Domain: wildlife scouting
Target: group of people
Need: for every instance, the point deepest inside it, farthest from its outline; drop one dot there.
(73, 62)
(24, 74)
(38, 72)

****************

**Do this**
Reproduce every line of the listing above, requests included, and multiply each point coordinate in the answers by 2.4, rounding to the nearest whole number with halves rounded up.

**The completed task**
Domain: wildlife scouting
Target: group of people
Need: for every instance, the point deepest inside it, farthest from its outline; drop one dot there.
(175, 149)
(58, 178)
(91, 173)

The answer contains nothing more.